== PROBLEM DETAILS ==
Pick out and copy each line of the items below that contains the word "field".

== MATERIAL PROVIDED ==
□ □ □
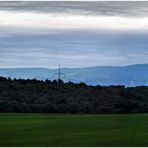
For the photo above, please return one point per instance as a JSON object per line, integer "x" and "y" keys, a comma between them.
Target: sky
{"x": 74, "y": 34}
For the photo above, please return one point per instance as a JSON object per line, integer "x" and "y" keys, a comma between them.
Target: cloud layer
{"x": 75, "y": 34}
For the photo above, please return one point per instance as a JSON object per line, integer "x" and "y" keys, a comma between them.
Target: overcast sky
{"x": 74, "y": 34}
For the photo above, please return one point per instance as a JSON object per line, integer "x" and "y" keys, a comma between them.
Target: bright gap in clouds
{"x": 64, "y": 21}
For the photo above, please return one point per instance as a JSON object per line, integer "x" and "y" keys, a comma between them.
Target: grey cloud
{"x": 73, "y": 49}
{"x": 114, "y": 8}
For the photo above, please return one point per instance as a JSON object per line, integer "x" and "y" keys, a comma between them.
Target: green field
{"x": 73, "y": 130}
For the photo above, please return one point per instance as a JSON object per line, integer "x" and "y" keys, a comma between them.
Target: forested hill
{"x": 59, "y": 97}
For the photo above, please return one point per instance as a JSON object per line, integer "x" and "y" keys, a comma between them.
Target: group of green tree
{"x": 19, "y": 95}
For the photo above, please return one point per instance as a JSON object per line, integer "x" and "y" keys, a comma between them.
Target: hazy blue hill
{"x": 132, "y": 75}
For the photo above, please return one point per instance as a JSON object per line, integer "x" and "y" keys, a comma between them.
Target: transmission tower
{"x": 59, "y": 73}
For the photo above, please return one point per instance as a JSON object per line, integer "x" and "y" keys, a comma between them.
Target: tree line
{"x": 37, "y": 96}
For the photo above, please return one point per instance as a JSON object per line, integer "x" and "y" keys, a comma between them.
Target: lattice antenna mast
{"x": 59, "y": 73}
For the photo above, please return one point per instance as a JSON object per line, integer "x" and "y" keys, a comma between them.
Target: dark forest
{"x": 36, "y": 96}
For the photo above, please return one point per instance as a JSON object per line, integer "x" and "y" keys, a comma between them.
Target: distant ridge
{"x": 130, "y": 75}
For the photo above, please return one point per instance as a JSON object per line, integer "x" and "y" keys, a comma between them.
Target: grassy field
{"x": 73, "y": 130}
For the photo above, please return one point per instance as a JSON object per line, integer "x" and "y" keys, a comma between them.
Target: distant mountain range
{"x": 132, "y": 75}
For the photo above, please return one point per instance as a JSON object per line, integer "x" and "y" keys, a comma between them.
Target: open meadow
{"x": 18, "y": 129}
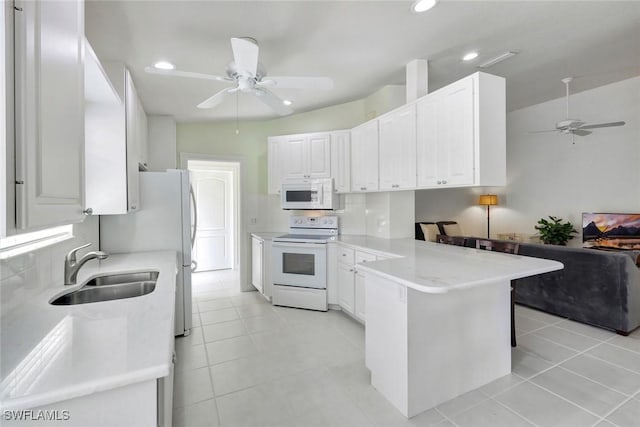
□ □ □
== ANSWER TO THE PROBLEM ==
Target: green field
Target: grassy field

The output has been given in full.